Problems to work on:
1. In the biography of Nadine Riesen, why does her 2019 move to BSC Young Boys count as a return to the Women's Super League?
2. Write the next part of the biography of Nadine Riesen, starting after its final sentence.

Source document:
-- START --
Nadine Andrina Riesen (born April 11, 2000) is a Swiss footballer who plays as a defender for FC Zürich and for the Switzerland national team.

Career

Clubs 
Nadine Riesen grew up in Niederteufen. She started playing football at FC Bühler at the age of 9 and won two junior cups (2014 and 2015). In 2015 she moved to FC St. Gallen and made it straight into the first team. She made her debut in the top Swiss league on August 15, 2015, in a game against Yverdon-Sport. Riesen was in the starting lineup and was substituted in the 69th minute. The team was relegated to Nationalliga B at the end of the season. In 2017, FC St. Gallen merged with FC Staad to form FC St. Gallen-Staad. In 2019, Riesen moved to Bern for two seasons to join the BSC Young Boys and thus back into the Women's Super League. In 2021, she was voted into Team of the Season (the so-called Golden Eleven). In 2021 she moved to FC Zürich, with whom she won the double in her first season. She also played in Women's Champions League qualifiers for the first time that season.
-- END --
Information shown:
-- START --
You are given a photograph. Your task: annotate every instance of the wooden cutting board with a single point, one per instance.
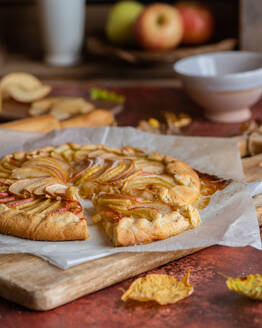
-- END --
Answer list:
1. She had debuted in the top Swiss league with FC St. Gallen in 2015, but the team was relegated to Nationalliga B at the end of that season. Joining BSC Young Boys in 2019 therefore put her back in the Women's Super League.

2.
National Team 
Riesen went through all the junior selections of the Swiss Football Association. In 2018 she took part in the U-19 European Championship. She played in all three games, but the Swiss team was eliminated after the preliminary round. On June 14, 2019, at age 19, she made her senior debut for the Swiss national team in an international match against Serbia. Due to an injury to Ella Touon, she was called up for the squad for the 2022 European Championship. In the second game against Sweden, she made a partial appearance.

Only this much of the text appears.